▸ **PAGE EXTRACT**

# Never flip the birdin a traffic situation,there's crazy old bats out there



## michellerobison (Dec 17, 2009)

Disclaimer..I'm not a spring chicken..I'm an old lady too.. so no disrespect to us older gals..

We were heading out of town to Al's folks and a woman with small kids in a maroon car was riding our rear, really close, about 2 miles out a guy in front of us stopped short and we hit the brakes. The woman in the car behind us nearly hit us.. so Al , flipped her the bird... She backed off for a while,so we turned on Banner School Rd to go to his folks, she sped up and followed us, riding our rear again,Al stopped ,she stopped and he rolled down the window to ask what her problem was and she got out of the car and yelled at us about flipping her off with her two grandchildren in the car. 


Al told her she almost rear ended us... she said ...and I quote.." We were busy looking at a cloud that looked like a Platypus", I told her she needed to watch the road!

So we left and kept driving, she got into her car and tailed us again,then sped up, passed us and once she got ahead of us, slammed on the brakes and we almost hit them.. then she took off to the next road to turn around, we sped past and she tried to follow but Al lost them in the country.. I think she were gearing up for another try..

Al was actually worried she'd troll the back roads trying to find us again.

▸ **GIVEN RECORDS**
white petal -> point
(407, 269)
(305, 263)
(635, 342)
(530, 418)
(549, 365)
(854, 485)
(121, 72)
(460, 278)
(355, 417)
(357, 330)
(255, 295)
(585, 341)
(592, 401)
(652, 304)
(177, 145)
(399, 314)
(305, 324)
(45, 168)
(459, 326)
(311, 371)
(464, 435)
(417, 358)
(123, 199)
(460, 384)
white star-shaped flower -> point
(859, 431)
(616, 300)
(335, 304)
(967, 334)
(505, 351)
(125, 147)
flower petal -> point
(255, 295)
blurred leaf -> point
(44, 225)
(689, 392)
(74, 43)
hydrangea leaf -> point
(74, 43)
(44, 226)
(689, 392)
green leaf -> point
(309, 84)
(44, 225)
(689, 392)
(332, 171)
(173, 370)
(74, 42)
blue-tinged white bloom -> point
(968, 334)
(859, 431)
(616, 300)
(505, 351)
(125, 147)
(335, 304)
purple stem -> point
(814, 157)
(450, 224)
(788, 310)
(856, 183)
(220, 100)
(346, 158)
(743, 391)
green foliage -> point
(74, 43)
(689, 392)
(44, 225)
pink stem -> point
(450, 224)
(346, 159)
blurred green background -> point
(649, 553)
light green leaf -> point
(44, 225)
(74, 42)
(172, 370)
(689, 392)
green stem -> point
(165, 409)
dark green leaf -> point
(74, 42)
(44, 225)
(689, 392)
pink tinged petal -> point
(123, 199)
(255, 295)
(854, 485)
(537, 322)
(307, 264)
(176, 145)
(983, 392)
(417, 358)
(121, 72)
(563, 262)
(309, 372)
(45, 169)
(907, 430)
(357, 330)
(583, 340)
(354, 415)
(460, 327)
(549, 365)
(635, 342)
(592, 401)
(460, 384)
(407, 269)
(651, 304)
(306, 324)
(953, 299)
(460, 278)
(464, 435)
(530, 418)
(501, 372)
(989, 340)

▸ **WHAT IS ASKED**
Rewrite the paragraph of the forum post about the tailgating driver that begins "We were heading out of town" as a short bulleted list of its main events.

▸ **EXPECTED OUTPUT**
- On the way to Al's folks, a woman with small kids in a maroon car was tailgating them closely.
- About 2 miles out, the car ahead stopped short, they braked, and she nearly hit them.
- Al flipped her the bird, and she backed off for a while.
- When they turned on Banner School Rd, she sped up, followed, and tailgated again.
- Al stopped, she stopped, and he rolled down the window to ask what her problem was.
- She got out and yelled at them for flipping her off with her two grandchildren in the car.